* Exercise instructions *
Return every record verbatim.

++++ Working data ++++

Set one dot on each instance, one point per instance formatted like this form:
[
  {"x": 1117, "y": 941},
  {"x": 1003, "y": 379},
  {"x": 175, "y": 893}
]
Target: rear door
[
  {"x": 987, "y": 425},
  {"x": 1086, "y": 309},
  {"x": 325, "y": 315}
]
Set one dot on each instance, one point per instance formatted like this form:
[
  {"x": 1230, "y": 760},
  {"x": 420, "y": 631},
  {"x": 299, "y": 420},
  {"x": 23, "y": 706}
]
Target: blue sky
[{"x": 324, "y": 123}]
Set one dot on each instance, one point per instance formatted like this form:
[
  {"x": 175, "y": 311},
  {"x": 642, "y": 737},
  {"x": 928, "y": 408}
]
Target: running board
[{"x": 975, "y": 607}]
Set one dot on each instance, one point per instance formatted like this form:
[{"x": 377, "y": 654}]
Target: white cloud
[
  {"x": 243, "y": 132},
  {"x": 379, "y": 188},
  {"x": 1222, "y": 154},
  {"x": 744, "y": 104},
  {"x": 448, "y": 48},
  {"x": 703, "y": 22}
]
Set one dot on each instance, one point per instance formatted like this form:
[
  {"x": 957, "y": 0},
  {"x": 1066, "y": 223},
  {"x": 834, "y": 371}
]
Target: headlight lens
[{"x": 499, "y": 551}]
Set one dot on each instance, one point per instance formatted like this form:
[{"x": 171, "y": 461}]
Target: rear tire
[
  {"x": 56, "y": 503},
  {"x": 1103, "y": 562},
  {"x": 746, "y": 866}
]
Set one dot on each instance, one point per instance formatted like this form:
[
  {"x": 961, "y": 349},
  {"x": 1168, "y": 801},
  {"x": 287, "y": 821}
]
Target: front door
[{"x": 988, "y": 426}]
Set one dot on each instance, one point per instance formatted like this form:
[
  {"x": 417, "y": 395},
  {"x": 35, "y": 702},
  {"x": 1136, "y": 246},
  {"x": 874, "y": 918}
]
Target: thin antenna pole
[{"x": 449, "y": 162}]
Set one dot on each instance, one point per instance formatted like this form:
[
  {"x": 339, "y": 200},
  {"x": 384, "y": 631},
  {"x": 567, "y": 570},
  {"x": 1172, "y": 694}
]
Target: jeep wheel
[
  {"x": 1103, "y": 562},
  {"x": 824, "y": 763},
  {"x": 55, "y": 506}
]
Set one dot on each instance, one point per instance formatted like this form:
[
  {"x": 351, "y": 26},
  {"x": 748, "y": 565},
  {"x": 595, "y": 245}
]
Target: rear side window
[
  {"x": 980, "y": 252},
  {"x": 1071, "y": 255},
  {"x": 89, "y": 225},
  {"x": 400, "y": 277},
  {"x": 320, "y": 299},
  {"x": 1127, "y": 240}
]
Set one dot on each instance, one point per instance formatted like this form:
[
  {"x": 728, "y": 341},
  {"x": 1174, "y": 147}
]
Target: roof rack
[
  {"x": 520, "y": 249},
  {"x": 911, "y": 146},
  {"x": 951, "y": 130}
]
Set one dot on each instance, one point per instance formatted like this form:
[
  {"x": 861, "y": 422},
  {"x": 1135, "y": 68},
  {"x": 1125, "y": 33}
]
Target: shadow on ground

++++

* Answer to the task *
Set one dot on each instance, one point per instance formatted like this form:
[
  {"x": 1117, "y": 941},
  {"x": 1003, "y": 379},
  {"x": 175, "y": 893}
]
Target: rear door
[
  {"x": 987, "y": 425},
  {"x": 1086, "y": 309},
  {"x": 325, "y": 315}
]
Set one dot on each instance, one point per instance formatted like this form:
[
  {"x": 1230, "y": 760},
  {"x": 420, "y": 631},
  {"x": 299, "y": 420},
  {"x": 23, "y": 706}
]
Target: blue sky
[{"x": 324, "y": 123}]
Set one dot on each instance, one point per instance formatted like this form:
[
  {"x": 175, "y": 311},
  {"x": 642, "y": 737},
  {"x": 928, "y": 408}
]
Target: running board
[{"x": 975, "y": 607}]
Set one dot on each instance, one point per instance formatted like this form:
[{"x": 377, "y": 654}]
Target: white cloud
[
  {"x": 243, "y": 132},
  {"x": 379, "y": 188},
  {"x": 1222, "y": 154},
  {"x": 744, "y": 104},
  {"x": 448, "y": 48},
  {"x": 703, "y": 22}
]
Set one dot on each instance, one point per instance formatted like this form:
[
  {"x": 957, "y": 0},
  {"x": 1066, "y": 223},
  {"x": 834, "y": 371}
]
Target: headlight lens
[{"x": 499, "y": 551}]
Set one dot on each instance, one point per instance formatted like this form:
[{"x": 171, "y": 461}]
Target: rear tire
[
  {"x": 56, "y": 503},
  {"x": 1103, "y": 562},
  {"x": 746, "y": 866}
]
Set one dot on each instance, one point per instance formatted like this form:
[
  {"x": 961, "y": 349},
  {"x": 1168, "y": 801},
  {"x": 287, "y": 821}
]
Target: front door
[{"x": 988, "y": 426}]
Set one dot on each instance, one point per instance formatted like this form:
[
  {"x": 417, "y": 395},
  {"x": 35, "y": 702},
  {"x": 1136, "y": 246},
  {"x": 874, "y": 918}
]
Target: thin antenna pole
[{"x": 449, "y": 162}]
Set one dot on each instance, one point per instance formatted like this form:
[
  {"x": 339, "y": 200},
  {"x": 384, "y": 631},
  {"x": 567, "y": 570},
  {"x": 1172, "y": 694}
]
Target: jeep wheel
[
  {"x": 1103, "y": 562},
  {"x": 824, "y": 763},
  {"x": 55, "y": 506}
]
Set one dot on each instance, one point per instance formatted like this form:
[
  {"x": 351, "y": 26},
  {"x": 748, "y": 565},
  {"x": 595, "y": 245}
]
Target: rear side window
[
  {"x": 980, "y": 252},
  {"x": 1071, "y": 255},
  {"x": 89, "y": 225},
  {"x": 400, "y": 277},
  {"x": 320, "y": 299},
  {"x": 1127, "y": 240}
]
Set one dot on each instance, one point per instance formatted like this form:
[
  {"x": 728, "y": 341},
  {"x": 1174, "y": 147}
]
Target: roof rack
[
  {"x": 520, "y": 249},
  {"x": 911, "y": 146},
  {"x": 951, "y": 130}
]
Set one dot on each instance, one point per instance formatted like this form:
[
  {"x": 861, "y": 422},
  {"x": 1135, "y": 68},
  {"x": 1125, "y": 33}
]
Target: shadow on ground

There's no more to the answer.